■ Work to be completed ■
Please return the data below line for line and without changes, but leave out the pictures.

■ Records for processing ■
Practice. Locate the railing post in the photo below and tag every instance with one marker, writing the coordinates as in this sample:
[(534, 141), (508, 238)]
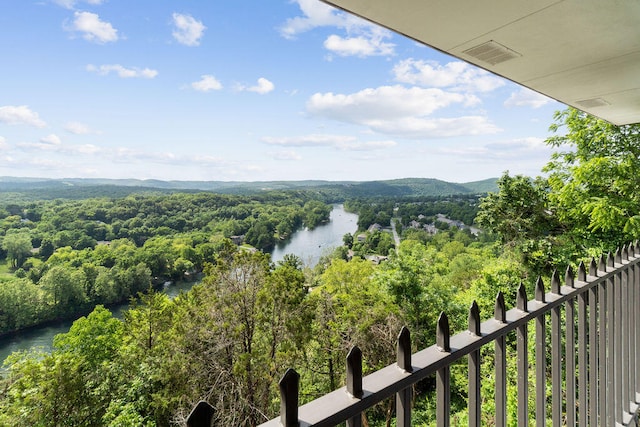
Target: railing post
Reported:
[(201, 415), (501, 365), (443, 375), (570, 343), (523, 360), (403, 398), (582, 351), (289, 385), (541, 360), (634, 300), (474, 369), (593, 348), (354, 381), (602, 344), (626, 333), (556, 356), (611, 331), (618, 337)]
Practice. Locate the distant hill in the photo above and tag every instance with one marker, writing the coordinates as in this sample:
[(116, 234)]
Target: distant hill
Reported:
[(79, 188)]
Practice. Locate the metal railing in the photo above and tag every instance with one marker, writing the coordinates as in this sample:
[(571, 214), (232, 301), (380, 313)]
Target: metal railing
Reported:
[(595, 374)]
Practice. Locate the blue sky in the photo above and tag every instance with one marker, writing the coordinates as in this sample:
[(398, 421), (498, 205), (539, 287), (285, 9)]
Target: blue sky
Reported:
[(253, 90)]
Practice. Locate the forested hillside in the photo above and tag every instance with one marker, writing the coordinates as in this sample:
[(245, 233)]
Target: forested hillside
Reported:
[(23, 189), (230, 339), (67, 256)]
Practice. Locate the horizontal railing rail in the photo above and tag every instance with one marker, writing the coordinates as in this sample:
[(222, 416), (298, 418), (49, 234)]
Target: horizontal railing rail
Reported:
[(595, 374)]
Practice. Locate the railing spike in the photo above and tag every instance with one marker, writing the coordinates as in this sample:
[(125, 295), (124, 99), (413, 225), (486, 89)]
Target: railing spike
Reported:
[(568, 277), (593, 268), (289, 386), (354, 372), (540, 290), (443, 333), (201, 415), (521, 298), (602, 263), (582, 272), (474, 319), (404, 350), (500, 311), (555, 283)]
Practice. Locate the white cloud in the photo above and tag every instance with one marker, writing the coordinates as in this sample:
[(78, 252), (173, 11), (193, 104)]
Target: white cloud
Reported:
[(93, 28), (315, 14), (358, 46), (340, 142), (14, 115), (384, 103), (123, 72), (423, 127), (78, 128), (456, 75), (264, 86), (188, 30), (361, 39), (401, 111), (528, 149), (286, 155), (207, 83), (70, 4), (51, 139), (527, 98)]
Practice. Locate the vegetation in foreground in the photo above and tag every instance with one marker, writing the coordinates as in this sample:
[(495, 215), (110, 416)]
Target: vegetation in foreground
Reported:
[(232, 336)]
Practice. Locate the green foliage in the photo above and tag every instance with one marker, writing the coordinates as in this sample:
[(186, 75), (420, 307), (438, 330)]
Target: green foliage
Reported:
[(17, 244), (594, 179)]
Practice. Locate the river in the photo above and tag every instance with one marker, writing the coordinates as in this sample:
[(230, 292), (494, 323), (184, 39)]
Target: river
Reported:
[(309, 245)]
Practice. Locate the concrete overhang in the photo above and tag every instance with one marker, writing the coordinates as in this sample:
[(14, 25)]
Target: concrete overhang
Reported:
[(583, 53)]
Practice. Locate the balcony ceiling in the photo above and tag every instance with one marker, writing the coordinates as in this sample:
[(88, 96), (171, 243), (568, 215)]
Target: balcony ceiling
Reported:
[(583, 53)]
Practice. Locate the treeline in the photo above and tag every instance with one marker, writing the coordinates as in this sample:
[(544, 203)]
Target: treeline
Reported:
[(64, 257), (231, 338), (380, 210)]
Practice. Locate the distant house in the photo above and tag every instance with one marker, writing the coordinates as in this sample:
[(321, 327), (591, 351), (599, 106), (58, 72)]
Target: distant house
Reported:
[(376, 259), (374, 227), (238, 240), (451, 222), (431, 229), (415, 224)]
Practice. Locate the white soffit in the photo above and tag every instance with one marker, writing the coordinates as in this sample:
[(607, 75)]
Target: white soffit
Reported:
[(583, 53)]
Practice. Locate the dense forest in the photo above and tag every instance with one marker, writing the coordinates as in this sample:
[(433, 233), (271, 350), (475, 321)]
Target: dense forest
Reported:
[(65, 256), (232, 336)]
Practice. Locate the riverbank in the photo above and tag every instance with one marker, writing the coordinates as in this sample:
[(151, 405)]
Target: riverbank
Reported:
[(41, 336)]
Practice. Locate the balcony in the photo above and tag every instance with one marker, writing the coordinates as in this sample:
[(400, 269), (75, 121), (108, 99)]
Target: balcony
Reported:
[(591, 315)]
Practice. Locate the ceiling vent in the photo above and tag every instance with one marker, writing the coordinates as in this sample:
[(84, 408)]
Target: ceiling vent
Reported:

■ Answer to the exercise ■
Practice. Locate the railing post in the photo below and tag every instance with one marker, writing the coordinates as in this sample:
[(534, 141), (508, 238)]
Target: railing post
Reported:
[(201, 415), (501, 365), (443, 375), (570, 343), (523, 360), (403, 398), (582, 351), (289, 385), (541, 360), (634, 300), (474, 369), (593, 348), (354, 381), (602, 344), (626, 333), (556, 356), (611, 331), (618, 337)]
Practice. Locate the distant hill in the photo above and tag every instance with one marker, writing the coordinates as in this sample:
[(116, 234)]
Target: distant hill
Reported:
[(79, 188)]
Practice. Locate the metal railing in the photo above and tag every instance with one marker, writing the coordinates as in this sample:
[(571, 214), (232, 301), (380, 313)]
Target: metal railing
Reported:
[(595, 374)]
Practice. Locate the blue sky in the photo above and tag every instance with one marker, writing the coordinates as in this sample:
[(398, 421), (498, 205), (539, 287), (285, 9)]
Target: blue sky
Reported:
[(253, 90)]
Practice. Locate the forested hillside in the photo above and tag every instance with one marker, writing the coordinates as in this sample:
[(245, 233)]
Target: forested hillside
Reported:
[(23, 189), (230, 339), (67, 256)]
Practice. Locate the horizontal railing rail in the photo above and tag every instance with one marker, writing the coordinates as in this sample:
[(222, 416), (298, 418), (49, 234)]
Target: horizontal railing rail
Reported:
[(595, 374)]
Practice. Locate the railing spike in the photo above and tag every instance with one marker, writing the coordinates as in this sample:
[(125, 295), (124, 99), (413, 225), (486, 89)]
Target: railing spike
Reported:
[(568, 277), (593, 268), (289, 386), (354, 372), (540, 290), (443, 333), (201, 415), (521, 298), (602, 263), (582, 272), (474, 319), (404, 350), (500, 311), (555, 283)]
Practice. Locate the white cloud in the photo above and tag every instance with one marker, writing the coordinates as in this sample:
[(78, 252), (173, 11), (193, 104)]
Target: white cloud
Reported:
[(93, 28), (315, 14), (358, 46), (340, 142), (14, 115), (384, 103), (123, 72), (423, 127), (78, 128), (456, 75), (264, 86), (188, 30), (361, 39), (401, 111), (528, 149), (286, 155), (207, 83), (70, 4), (51, 139), (527, 98)]
Practice. Locate the vegetation in foreground in the photo above and tag every instance with one marker, writing the coordinates as in this sample:
[(495, 215), (110, 416)]
Target: vegetation in foreground
Reported:
[(232, 336)]
Practice. Locate the green foliage in the photo above and tag every instance with one marker, writing the coordinates as in this sample:
[(186, 75), (420, 307), (438, 330)]
Target: green foliage
Reported:
[(17, 244), (594, 179)]
Practice. Locate the river in the photo above and tag every instance with one marker, writing the coordinates as in this sample:
[(230, 292), (494, 323), (184, 39)]
Target: river
Reported:
[(309, 245)]
Practice. Locate the concrete overhang in the photo above and tag every instance with one marker, writing the coordinates as in this sample:
[(14, 25)]
Target: concrete overhang
Reported:
[(583, 53)]
Practice. Locate the balcony ceiling in the photo above and tag every instance with one marker, writing the coordinates as in this sample:
[(88, 96), (171, 243), (568, 215)]
Target: balcony ceiling
Reported:
[(583, 53)]
Practice. Locate the treeline in the photo above and tag every instance with one marker, writing the coordinates as in this sample:
[(544, 203)]
Target: treeline
Reported:
[(64, 257), (231, 338), (380, 210)]
Practice. Locate the distant house in the photo above and tag every instance with one marker, writing the coordinates as in this sample:
[(321, 327), (591, 351), (599, 106), (58, 72)]
Target: distant house
Reported:
[(376, 259), (374, 227), (238, 240), (451, 222), (431, 229), (415, 224)]
Practice. Locate the white soffit in the photo above and tag every instance with one marker, writing the coordinates as in this sample:
[(607, 75)]
Target: white soffit
Reported:
[(583, 53)]
Practice. Locate the dense forest in the photo above and tag every instance with one marker, writing the coordinates as in this sample:
[(433, 233), (271, 350), (475, 321)]
Target: dense forest
Reported:
[(65, 256), (232, 336)]
Practice. Locate the riverbank in the photo above and tag every instance with one marker, writing the coordinates as in this sample:
[(151, 405)]
Target: riverbank
Reported:
[(41, 336)]
Practice. Locate the balcony in the photo above and tag every instance with one marker, writing the coordinates as in this sample:
[(400, 269), (75, 121), (108, 99)]
Target: balcony
Reported:
[(591, 315)]
Practice. Locate the ceiling vent in the photo above and tag every instance with one marker, writing the coordinates as in this sample:
[(84, 408)]
Target: ceiling vent
Reported:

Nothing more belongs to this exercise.